*** Vorliegender Textauszug
Zu Cole Porters Kiss me, Kate hat die Volksoper eine fast intime Beziehung: Uraufgeführt 1948 am Broadway in New York hatte das Musical dank hohen persönlichen Einsatz von Marcel Prawy 1956 seine große Bühnenpremiere im deutschen Sprachraum. Wo? An der Wiener Volksoper. Bis heute blieb Kiss me, Kate der Volksoper in vier Produktionen dauerhaft verbunden: Bis Februar 2013 wird das Musical 354 Mal am Währinger Gürtel gespielt worden sein; Sozusagen sechs Mal pro Jahr, durchgehend seit 1956. Kiss me, Kate und Volksoper: Eine blendend funktionierende Dauerehe.
******
**Gestellte Aufgabe 1:** In welchem Jahr wurde das Musical laut dem Textauszug über Kiss me, Kate an der Volksoper am Broadway uraufgeführt?
**Gestellte Aufgabe 2:** Setze den Textauszug über Kiss me, Kate an der Volksoper im Anschluss an seinen letzten Satz fort.
*** Aufgelistete Einträge
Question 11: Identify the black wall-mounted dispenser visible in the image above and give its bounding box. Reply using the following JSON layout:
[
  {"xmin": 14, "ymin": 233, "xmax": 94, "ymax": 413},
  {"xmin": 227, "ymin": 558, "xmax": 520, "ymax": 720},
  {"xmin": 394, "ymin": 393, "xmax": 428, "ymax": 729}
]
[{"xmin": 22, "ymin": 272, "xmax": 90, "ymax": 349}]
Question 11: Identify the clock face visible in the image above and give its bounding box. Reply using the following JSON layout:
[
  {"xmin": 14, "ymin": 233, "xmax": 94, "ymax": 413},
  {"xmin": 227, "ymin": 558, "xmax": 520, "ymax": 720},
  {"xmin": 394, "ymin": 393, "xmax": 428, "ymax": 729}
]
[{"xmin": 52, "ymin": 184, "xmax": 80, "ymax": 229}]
******
**Ergebnis 1:** Im Jahr 1948.

**Ergebnis 2:**
Die hohen Publikums-Erwartungen an die neue Kiss me, Kate - Produktion von Regisseur Bernd Mottl werden, um es vorweg zu sagen, voll erfüllt: William Shakespeares Komödie Der Widerspenstigen Zähmung (engl. The Taming of the Shrew) über die ewigen und sehr menschlichen Beziehungskonflikte zwischen Mann und Frau entstand um 1600. Cole Porter schafft in seinem 1948 entstandenen Musical Kiss me, Kate zwei Handlungsebenen: Shakespeares "Geschlechterkrieg" wird bei Cole Porter zusätzlich auf die Ebene der Schauspieltruppe projiziert, welche Der Widerspenstigen Zähmung gerade aufführt: Bernd Mottl transponiert die "zerstrittene Schauspieltruppe" seiner Kiss me, Kate - Produktion mit farblich spartanischer aber fetziger Choreographie und tanzerprobtem Ensemble (Wiener Staatsballett) in die tanzwütigen 80er-Jahre. Dicker, platter Slapstick wie schrille Farben kennzeichnen das "Widerspenstigen Zähmung-Ensemble".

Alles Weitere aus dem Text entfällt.